--- Quoted text ---

The panel also rejected a claim that iQOS is less risky than continuing to smoke cigarettes.

The committee voted in favor of the claim that iQOS reduces the body’s exposure to harmful or potentially harmful chemicals but against another that reductions in exposure are reasonably likely to translate to a measurable and substantial reduction in morbidity and or mortality.

Panelists said they think the likelihood iQOS users switch completely to the device is low to medium.

The Food and Drug Administration is not required to follow TPSAC’s recommendations, though historically the regulatory agency has followed the committee’s advice.

Despite today’s setback, Wells Fargo analyst Bonnie Herzog believes that the chances for the FDA to ultimately approve PM’s MRTP are still good, although the timing is tough to predict.

“We don’t view today’s events as a total disaster given [that] much of the panel’s concerns were around how PM worded its proposed reduced-risk claims and how PM ‘messages’ those claims to the consumer,” she wrote.

Herzog took comfort from the fact that the TPSAC’s recommendation is non-binding, and that PM’s MRTP application is in line with the FDA’S plan for a comprehensive nicotine strategy.

PMI has another application under FDA review that would simply allow iQOS to be sold in the U.S., without the lower-risk claims.

---

▶ _Stated exercise 1_: Reproduce the stretch of the iQOS text from "Despite today’s setback, Wells" through "comprehensive nicotine strategy." word for word.
▶ _Stated exercise 2_: According to the iQOS text, how likely did panelists think it is that iQOS users switch completely to the device?

--- Provided information ---

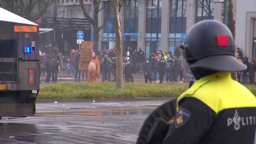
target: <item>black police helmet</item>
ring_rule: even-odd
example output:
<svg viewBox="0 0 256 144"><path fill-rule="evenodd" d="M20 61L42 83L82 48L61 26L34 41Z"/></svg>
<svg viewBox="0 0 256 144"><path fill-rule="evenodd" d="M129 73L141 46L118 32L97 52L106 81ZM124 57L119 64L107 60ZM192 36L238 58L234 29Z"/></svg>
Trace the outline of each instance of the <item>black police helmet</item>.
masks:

---

▶ _Output 1_:
Despite today’s setback, Wells Fargo analyst Bonnie Herzog believes that the chances for the FDA to ultimately approve PM’s MRTP are still good, although the timing is tough to predict.

“We don’t view today’s events as a total disaster given [that] much of the panel’s concerns were around how PM worded its proposed reduced-risk claims and how PM ‘messages’ those claims to the consumer,” she wrote.

Herzog took comfort from the fact that the TPSAC’s recommendation is non-binding, and that PM’s MRTP application is in line with the FDA’S plan for a comprehensive nicotine strategy.

▶ _Output 2_: Low to medium.